━━━━━ STUDY TEXT
In 1987, Oprah Winfrey told her massive audience “one in five heterosexuals could be dead of AIDS in the next three years”, relying on fearmongering public health experts who were hopelessly wrong even by the standards of science back then.
If attempts succeed in forcing Spotify – and, by implication, any other social media platform – to censor Rogan’s podcast, the world’s most popular, the diversity of information available will shrivel further. Rogan made a huge mistake in apologising, whetting the appetite of the enemies of free speech.
By sheer coincidence, of course, a mashed-together clip of Rogan using racist language (the N-word), without context, went viral on social media. The crude episodes had sat on the internet for 12 years, seemingly without causing offence to his 11 million-plus audience or anyone else.
The clip wasn’t meant to fight racism but, rather, intended as a warning to anyone in the public sphere: step out of line enough and something in your past will be found to destroy you. That’s not a pleasant society in which to live.
The two doctors Rogan interviewed argued compulsory vaccination for young, healthy men didn’t make sense because of the risks for that group. They argued – as one of Australia’s most eminent immunologists, Robert Clancy, has repeatedly – that generic drugs hydroxychloroquine and ivermectin had been wrongly black-listed in treating Covid-19.
━━━━━━━━━━
### STUDY QUESTIONS
A. Which people does the passage on the Rogan controversy name?
B. In the passage on the Rogan controversy, how long had the crude episodes sat on the internet before the clip went viral?
━━━━━ ENTRIES SUPPLIED
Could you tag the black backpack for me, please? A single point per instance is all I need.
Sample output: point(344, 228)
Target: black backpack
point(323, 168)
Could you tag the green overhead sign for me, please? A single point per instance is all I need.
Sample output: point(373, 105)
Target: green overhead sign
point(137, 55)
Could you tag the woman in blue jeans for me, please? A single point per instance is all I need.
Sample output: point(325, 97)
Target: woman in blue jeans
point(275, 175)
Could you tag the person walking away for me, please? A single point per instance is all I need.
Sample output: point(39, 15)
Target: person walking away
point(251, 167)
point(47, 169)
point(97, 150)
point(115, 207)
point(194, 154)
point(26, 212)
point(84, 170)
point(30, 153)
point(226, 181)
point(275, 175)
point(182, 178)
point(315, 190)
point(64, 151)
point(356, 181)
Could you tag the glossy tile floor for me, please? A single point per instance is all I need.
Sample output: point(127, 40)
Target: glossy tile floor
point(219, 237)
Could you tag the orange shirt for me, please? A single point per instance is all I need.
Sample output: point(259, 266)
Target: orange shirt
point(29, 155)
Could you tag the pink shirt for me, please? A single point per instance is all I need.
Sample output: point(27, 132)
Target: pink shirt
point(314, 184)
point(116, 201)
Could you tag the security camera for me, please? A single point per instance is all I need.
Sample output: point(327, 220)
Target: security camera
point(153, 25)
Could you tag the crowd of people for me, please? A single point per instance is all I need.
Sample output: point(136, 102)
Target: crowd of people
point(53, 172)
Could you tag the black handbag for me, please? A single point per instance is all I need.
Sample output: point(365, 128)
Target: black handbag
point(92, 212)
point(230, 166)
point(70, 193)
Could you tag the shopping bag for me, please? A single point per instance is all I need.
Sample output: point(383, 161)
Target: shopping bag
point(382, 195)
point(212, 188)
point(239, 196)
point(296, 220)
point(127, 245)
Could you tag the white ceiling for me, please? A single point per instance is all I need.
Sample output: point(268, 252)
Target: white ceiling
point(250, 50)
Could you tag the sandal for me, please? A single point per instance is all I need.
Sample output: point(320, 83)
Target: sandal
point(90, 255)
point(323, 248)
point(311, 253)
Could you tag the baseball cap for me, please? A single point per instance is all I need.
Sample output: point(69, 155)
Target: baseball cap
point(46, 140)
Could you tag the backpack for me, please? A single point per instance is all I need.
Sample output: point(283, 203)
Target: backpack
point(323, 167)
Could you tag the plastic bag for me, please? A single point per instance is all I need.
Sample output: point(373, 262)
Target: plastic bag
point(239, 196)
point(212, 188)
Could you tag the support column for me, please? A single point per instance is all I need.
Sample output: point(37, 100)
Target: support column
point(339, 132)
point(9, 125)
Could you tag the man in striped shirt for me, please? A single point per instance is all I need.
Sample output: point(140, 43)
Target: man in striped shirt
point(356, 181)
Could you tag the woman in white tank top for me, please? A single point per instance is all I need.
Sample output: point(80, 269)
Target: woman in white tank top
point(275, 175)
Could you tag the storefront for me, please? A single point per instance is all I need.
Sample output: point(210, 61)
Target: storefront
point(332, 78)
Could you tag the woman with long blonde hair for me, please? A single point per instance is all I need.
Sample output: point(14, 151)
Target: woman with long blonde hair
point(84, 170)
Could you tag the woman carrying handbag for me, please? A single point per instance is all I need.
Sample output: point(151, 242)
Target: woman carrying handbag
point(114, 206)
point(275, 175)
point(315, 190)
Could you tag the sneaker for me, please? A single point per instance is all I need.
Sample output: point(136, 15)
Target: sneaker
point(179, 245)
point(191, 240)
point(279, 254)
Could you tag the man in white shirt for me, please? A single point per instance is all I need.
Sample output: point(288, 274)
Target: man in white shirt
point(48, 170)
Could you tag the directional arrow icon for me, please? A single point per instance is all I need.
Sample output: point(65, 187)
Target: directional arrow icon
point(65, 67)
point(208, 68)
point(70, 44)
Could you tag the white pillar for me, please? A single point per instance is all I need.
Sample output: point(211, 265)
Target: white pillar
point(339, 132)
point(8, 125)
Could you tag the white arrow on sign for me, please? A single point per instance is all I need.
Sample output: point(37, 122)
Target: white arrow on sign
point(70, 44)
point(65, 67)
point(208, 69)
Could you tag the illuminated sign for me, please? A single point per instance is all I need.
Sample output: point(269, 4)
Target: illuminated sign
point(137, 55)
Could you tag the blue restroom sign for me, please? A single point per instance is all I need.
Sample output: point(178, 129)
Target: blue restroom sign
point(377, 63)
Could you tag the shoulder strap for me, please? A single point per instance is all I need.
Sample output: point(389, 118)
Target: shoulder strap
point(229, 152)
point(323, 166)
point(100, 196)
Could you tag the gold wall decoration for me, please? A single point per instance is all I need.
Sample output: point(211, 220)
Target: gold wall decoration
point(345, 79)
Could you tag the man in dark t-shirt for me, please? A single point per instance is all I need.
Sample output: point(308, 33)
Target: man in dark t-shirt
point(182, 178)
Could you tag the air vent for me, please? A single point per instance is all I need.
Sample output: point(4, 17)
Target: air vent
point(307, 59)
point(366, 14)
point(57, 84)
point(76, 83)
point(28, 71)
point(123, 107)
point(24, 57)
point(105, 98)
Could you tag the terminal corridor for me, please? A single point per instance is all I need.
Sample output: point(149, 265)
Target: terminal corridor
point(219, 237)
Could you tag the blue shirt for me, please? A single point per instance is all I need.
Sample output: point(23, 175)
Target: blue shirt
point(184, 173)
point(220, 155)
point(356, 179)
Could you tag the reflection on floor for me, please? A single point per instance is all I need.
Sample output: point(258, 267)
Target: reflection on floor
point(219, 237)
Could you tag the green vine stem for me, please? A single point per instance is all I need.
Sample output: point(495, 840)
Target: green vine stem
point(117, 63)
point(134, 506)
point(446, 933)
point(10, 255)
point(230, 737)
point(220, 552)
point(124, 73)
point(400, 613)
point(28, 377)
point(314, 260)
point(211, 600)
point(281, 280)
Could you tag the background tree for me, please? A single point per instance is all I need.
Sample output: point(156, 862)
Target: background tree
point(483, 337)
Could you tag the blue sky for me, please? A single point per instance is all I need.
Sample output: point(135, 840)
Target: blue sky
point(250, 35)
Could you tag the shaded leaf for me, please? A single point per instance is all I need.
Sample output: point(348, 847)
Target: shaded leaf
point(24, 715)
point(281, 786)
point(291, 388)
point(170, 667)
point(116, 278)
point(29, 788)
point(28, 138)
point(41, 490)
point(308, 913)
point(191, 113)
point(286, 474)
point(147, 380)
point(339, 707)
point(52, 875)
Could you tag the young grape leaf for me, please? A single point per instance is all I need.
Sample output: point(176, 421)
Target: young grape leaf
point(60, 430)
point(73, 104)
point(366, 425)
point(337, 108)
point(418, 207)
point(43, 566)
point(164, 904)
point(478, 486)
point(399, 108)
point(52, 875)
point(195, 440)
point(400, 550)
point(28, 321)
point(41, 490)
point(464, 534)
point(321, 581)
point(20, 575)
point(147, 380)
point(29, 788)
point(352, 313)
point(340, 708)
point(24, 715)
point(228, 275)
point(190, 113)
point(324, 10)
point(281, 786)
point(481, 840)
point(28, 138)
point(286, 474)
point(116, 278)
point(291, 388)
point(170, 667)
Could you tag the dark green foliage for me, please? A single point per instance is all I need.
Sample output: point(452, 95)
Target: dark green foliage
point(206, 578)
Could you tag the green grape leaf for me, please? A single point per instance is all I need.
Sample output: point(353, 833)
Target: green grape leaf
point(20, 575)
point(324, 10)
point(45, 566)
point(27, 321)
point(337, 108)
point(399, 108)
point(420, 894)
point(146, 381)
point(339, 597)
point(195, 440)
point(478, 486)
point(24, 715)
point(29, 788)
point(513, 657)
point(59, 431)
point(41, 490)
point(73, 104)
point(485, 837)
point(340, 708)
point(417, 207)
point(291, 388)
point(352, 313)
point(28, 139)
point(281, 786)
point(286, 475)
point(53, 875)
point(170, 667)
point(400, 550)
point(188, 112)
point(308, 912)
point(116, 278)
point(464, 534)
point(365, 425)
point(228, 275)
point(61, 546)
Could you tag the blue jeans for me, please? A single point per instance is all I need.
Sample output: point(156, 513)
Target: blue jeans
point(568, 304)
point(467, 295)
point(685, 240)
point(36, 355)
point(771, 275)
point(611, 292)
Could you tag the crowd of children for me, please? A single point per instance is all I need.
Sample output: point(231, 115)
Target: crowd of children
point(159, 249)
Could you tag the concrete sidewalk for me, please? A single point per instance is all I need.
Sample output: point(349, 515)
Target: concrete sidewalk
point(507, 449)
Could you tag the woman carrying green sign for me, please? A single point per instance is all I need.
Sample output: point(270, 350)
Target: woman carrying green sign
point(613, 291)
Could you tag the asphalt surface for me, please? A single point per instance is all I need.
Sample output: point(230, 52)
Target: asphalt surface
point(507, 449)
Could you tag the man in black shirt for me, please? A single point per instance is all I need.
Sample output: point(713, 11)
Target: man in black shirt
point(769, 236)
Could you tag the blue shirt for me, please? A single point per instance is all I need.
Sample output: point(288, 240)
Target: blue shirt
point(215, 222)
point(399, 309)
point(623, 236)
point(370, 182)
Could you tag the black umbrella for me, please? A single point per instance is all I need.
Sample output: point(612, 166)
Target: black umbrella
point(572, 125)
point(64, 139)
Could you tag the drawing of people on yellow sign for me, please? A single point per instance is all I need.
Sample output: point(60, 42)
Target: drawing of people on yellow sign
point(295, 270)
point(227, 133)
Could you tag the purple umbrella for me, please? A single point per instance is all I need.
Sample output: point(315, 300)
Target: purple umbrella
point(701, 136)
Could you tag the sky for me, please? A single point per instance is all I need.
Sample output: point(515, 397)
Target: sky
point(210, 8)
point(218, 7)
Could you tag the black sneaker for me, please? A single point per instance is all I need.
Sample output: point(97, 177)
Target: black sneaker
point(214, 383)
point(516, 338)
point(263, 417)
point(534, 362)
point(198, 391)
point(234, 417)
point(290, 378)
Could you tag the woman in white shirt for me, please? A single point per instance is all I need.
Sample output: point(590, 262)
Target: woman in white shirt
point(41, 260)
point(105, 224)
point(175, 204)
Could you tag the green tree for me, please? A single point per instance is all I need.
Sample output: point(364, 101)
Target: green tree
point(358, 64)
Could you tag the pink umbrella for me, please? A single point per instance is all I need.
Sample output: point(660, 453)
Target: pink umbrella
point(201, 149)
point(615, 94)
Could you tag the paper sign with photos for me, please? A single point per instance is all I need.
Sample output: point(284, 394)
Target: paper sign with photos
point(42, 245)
━━━━━━━━━━
### OUTPUTS IN ORDER
A. Oprah Winfrey, Rogan, Robert Clancy

B. 12 years